Instructions to follow. Copy out every record that follows, word for word.

BEGIN Input material

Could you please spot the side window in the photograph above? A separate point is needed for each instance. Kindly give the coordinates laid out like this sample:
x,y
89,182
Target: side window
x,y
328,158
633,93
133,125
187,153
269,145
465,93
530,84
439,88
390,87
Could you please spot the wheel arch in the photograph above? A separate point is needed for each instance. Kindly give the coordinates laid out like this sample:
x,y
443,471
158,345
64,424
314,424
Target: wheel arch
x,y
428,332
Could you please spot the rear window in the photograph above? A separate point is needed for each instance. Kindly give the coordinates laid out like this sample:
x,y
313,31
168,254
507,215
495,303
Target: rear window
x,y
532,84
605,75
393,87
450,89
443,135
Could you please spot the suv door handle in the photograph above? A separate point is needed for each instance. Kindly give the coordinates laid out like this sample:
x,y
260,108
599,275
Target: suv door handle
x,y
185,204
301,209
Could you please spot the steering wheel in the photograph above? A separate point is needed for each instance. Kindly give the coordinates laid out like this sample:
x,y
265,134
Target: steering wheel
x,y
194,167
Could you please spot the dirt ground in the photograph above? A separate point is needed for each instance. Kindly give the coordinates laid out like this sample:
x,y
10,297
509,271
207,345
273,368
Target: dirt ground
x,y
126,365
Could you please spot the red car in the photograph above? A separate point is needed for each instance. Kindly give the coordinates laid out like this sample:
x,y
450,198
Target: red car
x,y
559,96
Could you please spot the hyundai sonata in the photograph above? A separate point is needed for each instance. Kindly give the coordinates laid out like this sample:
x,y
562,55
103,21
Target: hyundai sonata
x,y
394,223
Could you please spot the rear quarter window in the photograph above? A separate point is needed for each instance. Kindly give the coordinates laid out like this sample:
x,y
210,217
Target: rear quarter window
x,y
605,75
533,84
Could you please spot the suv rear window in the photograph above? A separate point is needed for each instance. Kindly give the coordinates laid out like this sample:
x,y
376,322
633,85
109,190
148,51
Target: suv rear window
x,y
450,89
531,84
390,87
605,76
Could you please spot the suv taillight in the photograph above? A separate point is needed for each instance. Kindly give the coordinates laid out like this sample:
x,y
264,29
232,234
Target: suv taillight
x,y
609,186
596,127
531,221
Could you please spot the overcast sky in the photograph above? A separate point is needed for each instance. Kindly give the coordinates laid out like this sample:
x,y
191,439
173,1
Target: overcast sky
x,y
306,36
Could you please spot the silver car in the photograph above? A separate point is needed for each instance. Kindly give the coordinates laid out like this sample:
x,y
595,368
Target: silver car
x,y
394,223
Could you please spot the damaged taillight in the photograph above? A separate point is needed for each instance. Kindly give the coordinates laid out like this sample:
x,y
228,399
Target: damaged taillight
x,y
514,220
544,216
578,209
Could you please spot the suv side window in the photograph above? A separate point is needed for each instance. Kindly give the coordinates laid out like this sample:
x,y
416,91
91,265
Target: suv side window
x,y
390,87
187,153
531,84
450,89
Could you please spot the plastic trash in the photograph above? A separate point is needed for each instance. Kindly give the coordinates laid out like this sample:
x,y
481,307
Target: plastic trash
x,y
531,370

END Input material

Reply.
Could you please spot the side window in the photograph above? A separate point is needed for each instance. Kindly give the coordinates laid out like this sample:
x,y
89,182
Target: side window
x,y
328,158
633,93
133,125
187,153
269,145
465,93
530,84
439,88
390,87
Could you please spot the wheel arch in the photograph above? A separate point is needed for each instance. Kindly give the coordinates laid out like this sample:
x,y
443,471
158,345
64,424
314,424
Target: wheel arch
x,y
428,332
Could you please spot the rear window in the photograph above? A separate point is needed for each instance. Kindly give the coordinates laid out like this sample:
x,y
313,31
168,254
507,215
495,303
Target: rear window
x,y
532,84
605,75
393,87
450,89
443,135
Could you please spot the suv door handle in the photograph above? A separate point is needed for each instance. Kindly give the coordinates laid out like this sample:
x,y
260,108
599,275
Target: suv door handle
x,y
185,204
301,209
Could you please spot the steering wheel in the photograph above? A separate point is needed for each instance. Kindly give the coordinates laid out like this sample:
x,y
265,134
Target: steering wheel
x,y
194,167
Could you please spot the dirt ground in the photograph above? A separate point is needed for each instance. Kindly give the coordinates laid out like this sample:
x,y
10,297
509,271
207,345
273,368
Target: dirt ground
x,y
126,365
Could you please spot the red car in the photograph above? A separate point is needed for each instance. Kindly give the coordinates laid out like this sample:
x,y
450,198
Target: red car
x,y
559,96
Could you please spot the hyundai sonata in the photograph above? A separate point is needed for each instance. Kindly give the coordinates laid out like this sample:
x,y
562,55
103,21
Target: hyundai sonata
x,y
394,223
Could you please spot the rear quarter window in the photograph above? A separate point is needed for each instance. Kindly give the coordinates laid out like this sample:
x,y
210,217
Target: rear quarter window
x,y
605,75
533,84
Could you please spot the suv rear window in the photograph above? A separate point is needed for each instance. Kindly give the coordinates laid out like this sample:
x,y
376,322
633,85
109,190
148,51
Target: suv rear window
x,y
450,89
531,84
390,87
605,76
Could you please spot the suv taillight in the photograph above? A separate point is needed for each instance. Kindly give the coordinates laid out like this sample:
x,y
264,29
232,234
Target: suv taillight
x,y
609,186
596,127
531,221
Could you please spot the overcast sky in the photograph above? A separate point is needed for each instance. Kindly give the coordinates laid out like this sample:
x,y
191,439
173,1
Target: overcast sky
x,y
306,36
Could you please spot the silver car in the photograph above? A separate point is needed for each instance. Kindly give the coordinates laid out like this sample:
x,y
595,368
Target: silver car
x,y
394,223
Could you please spot the damaged taillight in the photograph above? A separate point is needed for each instance. Kindly give the coordinates laid out like this sample:
x,y
228,399
Target: damaged taillight
x,y
514,220
544,216
578,209
Could you please spot the suv side window in the photograph above? A separate point is needed for each instance. Kindly give the coordinates laid out like this sample:
x,y
416,91
91,265
Target: suv side window
x,y
390,87
187,153
531,84
450,89
Could you please spot the plastic trash in the photograph above? A separate point is needed for each instance. Kindly give the coordinates laid out like this sample:
x,y
481,307
Target: plastic trash
x,y
531,370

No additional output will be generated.